### Dataset rows

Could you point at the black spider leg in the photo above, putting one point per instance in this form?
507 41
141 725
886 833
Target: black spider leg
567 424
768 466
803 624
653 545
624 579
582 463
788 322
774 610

######

Replace "black spider leg" with "spider leg" everywhere it occurs in the data above, and reproduce every line with no other changes.

Could you point at the spider leg in the photo above, putting one point per instance in this form?
507 41
141 725
886 833
Target: spider leg
567 424
768 466
803 624
653 545
624 579
582 463
788 322
774 610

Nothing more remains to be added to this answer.